(Given data)

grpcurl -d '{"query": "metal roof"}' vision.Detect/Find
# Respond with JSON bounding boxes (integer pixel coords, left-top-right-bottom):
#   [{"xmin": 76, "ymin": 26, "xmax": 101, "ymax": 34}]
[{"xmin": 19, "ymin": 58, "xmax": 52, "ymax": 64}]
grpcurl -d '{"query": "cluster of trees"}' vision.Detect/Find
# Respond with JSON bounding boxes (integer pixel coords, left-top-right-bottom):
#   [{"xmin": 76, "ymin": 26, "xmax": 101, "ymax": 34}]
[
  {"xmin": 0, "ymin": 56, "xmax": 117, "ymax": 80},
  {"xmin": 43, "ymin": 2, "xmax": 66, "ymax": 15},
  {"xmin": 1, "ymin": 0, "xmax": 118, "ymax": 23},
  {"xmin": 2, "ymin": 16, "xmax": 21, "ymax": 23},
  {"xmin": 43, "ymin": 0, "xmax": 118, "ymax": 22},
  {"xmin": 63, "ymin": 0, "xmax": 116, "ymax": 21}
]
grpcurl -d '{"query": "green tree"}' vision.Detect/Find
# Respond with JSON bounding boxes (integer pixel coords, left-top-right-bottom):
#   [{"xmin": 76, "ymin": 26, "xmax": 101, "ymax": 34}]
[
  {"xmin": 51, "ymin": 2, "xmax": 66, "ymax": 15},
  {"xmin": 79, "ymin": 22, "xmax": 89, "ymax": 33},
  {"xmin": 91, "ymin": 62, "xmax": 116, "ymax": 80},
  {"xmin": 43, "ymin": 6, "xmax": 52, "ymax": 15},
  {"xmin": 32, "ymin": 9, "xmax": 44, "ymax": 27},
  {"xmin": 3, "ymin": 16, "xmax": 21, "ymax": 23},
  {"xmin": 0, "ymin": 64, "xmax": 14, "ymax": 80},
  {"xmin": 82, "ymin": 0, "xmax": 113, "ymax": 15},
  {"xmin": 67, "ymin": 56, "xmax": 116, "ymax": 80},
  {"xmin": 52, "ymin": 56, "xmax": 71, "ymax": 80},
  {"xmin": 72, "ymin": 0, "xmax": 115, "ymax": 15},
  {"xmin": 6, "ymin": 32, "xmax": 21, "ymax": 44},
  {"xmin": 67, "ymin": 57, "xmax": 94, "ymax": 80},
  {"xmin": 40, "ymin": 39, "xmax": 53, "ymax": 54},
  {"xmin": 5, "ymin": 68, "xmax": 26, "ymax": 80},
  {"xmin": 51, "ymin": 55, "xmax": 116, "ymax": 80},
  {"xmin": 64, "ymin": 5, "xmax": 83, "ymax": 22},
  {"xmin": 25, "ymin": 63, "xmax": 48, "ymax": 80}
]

(End Given data)

__Task details__. Print the records again in their entirety, character for character.

__Task result__.
grpcurl -d '{"query": "metal roof"}' vision.Detect/Find
# Respond with JSON bounding boxes (integer pixel coords, left-top-right-bottom):
#   [{"xmin": 76, "ymin": 26, "xmax": 101, "ymax": 34}]
[{"xmin": 19, "ymin": 58, "xmax": 52, "ymax": 64}]
grpcurl -d '{"query": "cluster of trees"}' vision.Detect/Find
# Respond with JSON bounding boxes (integer pixel coords, left-top-right-bottom):
#   [{"xmin": 76, "ymin": 26, "xmax": 101, "ymax": 34}]
[
  {"xmin": 0, "ymin": 56, "xmax": 117, "ymax": 80},
  {"xmin": 43, "ymin": 2, "xmax": 66, "ymax": 15},
  {"xmin": 1, "ymin": 0, "xmax": 118, "ymax": 23},
  {"xmin": 2, "ymin": 16, "xmax": 21, "ymax": 23},
  {"xmin": 43, "ymin": 0, "xmax": 118, "ymax": 22},
  {"xmin": 63, "ymin": 0, "xmax": 116, "ymax": 21}
]
grpcurl -d '{"query": "green tree"}' vision.Detect/Find
# Respond with JSON bounding boxes (integer pixel coords, left-top-right-bottom):
#   [{"xmin": 76, "ymin": 26, "xmax": 101, "ymax": 34}]
[
  {"xmin": 51, "ymin": 2, "xmax": 66, "ymax": 15},
  {"xmin": 79, "ymin": 22, "xmax": 89, "ymax": 33},
  {"xmin": 91, "ymin": 62, "xmax": 116, "ymax": 80},
  {"xmin": 43, "ymin": 6, "xmax": 52, "ymax": 15},
  {"xmin": 32, "ymin": 9, "xmax": 44, "ymax": 27},
  {"xmin": 3, "ymin": 16, "xmax": 21, "ymax": 23},
  {"xmin": 0, "ymin": 64, "xmax": 14, "ymax": 80},
  {"xmin": 82, "ymin": 0, "xmax": 113, "ymax": 15},
  {"xmin": 67, "ymin": 56, "xmax": 116, "ymax": 80},
  {"xmin": 52, "ymin": 56, "xmax": 71, "ymax": 80},
  {"xmin": 72, "ymin": 0, "xmax": 115, "ymax": 15},
  {"xmin": 6, "ymin": 32, "xmax": 21, "ymax": 44},
  {"xmin": 67, "ymin": 57, "xmax": 94, "ymax": 80},
  {"xmin": 40, "ymin": 39, "xmax": 53, "ymax": 54},
  {"xmin": 5, "ymin": 68, "xmax": 26, "ymax": 80},
  {"xmin": 51, "ymin": 55, "xmax": 116, "ymax": 80},
  {"xmin": 64, "ymin": 5, "xmax": 83, "ymax": 22},
  {"xmin": 25, "ymin": 63, "xmax": 48, "ymax": 80}
]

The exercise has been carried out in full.